We created the structure collection feature in Molecule World because I knew it would be useful in teaching my courses. A request from the Weisman Art Museum at the University of Minnesota taught us structure collections could be useful in other ways, too.
The Weisman Art Museum collaborated with neuroscientists at the University of Minnesota and Ricardo Martinez Murillo, a neuroscientist in Spain, to produce the traveling Beautiful Brain exhibit featuring the drawings of Santiago Ramón y Cajal. Cajal is considered the father of modern neuroscience and is famous for his detailed drawings of neurons and structures in the brain. We saw the exhibit in Minneapolis. I was struck by the resemblance between this drawing of a neuron and the roots of a tree.
In the exhibit, Cajal's wonderful drawings are presented together with modern visualizations of brain cells and structures. We were happy to contribute by making a structure collection with receptor proteins from brain cells.
-------
● **TASK REQUIREMENTS**:
1. Summarize the Molecule World passage in two sentences.
2. Return the portion of the Molecule World passage starting at "In the exhibit, Cajal's" and ending at "from brain cells.", copied word for word.
The material has no connection to the Molecule World passage.

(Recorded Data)
-------
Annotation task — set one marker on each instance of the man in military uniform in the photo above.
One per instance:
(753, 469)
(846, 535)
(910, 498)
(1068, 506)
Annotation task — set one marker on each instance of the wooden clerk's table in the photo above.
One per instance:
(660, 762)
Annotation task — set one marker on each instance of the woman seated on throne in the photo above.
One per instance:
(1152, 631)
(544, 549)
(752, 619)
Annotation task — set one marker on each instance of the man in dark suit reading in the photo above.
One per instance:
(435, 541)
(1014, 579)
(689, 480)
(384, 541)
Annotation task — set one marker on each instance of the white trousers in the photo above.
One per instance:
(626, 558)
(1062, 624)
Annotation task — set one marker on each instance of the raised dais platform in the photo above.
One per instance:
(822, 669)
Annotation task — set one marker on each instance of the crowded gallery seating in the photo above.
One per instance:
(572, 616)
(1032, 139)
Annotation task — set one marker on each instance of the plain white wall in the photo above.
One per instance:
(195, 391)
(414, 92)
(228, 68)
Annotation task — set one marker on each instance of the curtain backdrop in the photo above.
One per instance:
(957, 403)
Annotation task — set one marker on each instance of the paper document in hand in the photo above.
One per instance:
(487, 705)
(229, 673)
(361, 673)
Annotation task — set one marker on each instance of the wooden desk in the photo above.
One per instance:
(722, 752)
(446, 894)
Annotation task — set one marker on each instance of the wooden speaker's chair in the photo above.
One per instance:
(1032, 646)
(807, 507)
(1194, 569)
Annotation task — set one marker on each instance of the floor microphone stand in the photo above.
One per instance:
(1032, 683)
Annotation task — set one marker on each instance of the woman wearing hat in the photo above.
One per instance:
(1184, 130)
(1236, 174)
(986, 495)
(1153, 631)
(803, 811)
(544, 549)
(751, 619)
-------
● **SOLUTIONS PER TASK**:
1. The structure collection feature in Molecule World was created with teaching in mind, but a request from the Weisman Art Museum at the University of Minnesota showed it could be useful in other ways. The museum's traveling Beautiful Brain exhibit, produced with neuroscientists, presents Santiago Ramón y Cajal's drawings of neurons and brain structures alongside modern visualizations, and the writers contributed a structure collection of receptor proteins from brain cells.

2.
In the exhibit, Cajal's wonderful drawings are presented together with modern visualizations of brain cells and structures. We were happy to contribute by making a structure collection with receptor proteins from brain cells.